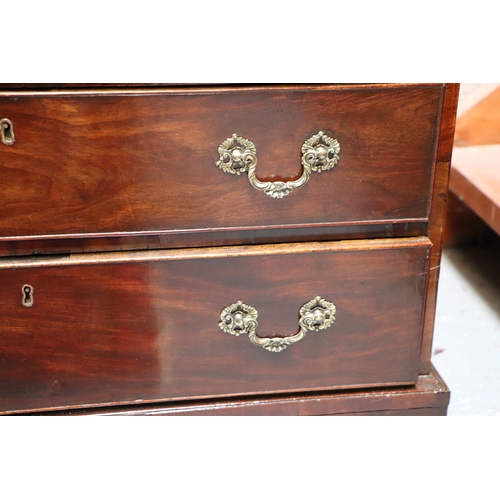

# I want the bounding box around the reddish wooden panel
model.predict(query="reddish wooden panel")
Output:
[0,84,444,245]
[0,238,429,412]
[37,366,450,416]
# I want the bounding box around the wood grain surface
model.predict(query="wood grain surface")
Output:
[34,367,450,416]
[0,84,444,246]
[420,83,460,374]
[0,237,429,413]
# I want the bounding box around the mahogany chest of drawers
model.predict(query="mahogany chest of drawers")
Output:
[0,84,458,415]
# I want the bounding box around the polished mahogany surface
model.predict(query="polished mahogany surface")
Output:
[0,237,430,412]
[0,84,444,246]
[34,367,450,416]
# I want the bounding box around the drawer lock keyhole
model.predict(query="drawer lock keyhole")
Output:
[0,118,16,146]
[22,285,34,307]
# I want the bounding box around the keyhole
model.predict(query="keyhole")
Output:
[0,118,15,146]
[22,285,34,307]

+ + + +

:: WHAT TO WORK ON ::
Reproduce, word for word, the lines running from the line containing "# I want the bounding box around the mahogany" to the line containing "[0,84,458,415]", including both of those lines.

:: SOLUTION TO THE PROBLEM ::
# I want the bounding box around the mahogany chest of drawers
model.predict(query="mahogany chest of drawers")
Output:
[0,84,458,415]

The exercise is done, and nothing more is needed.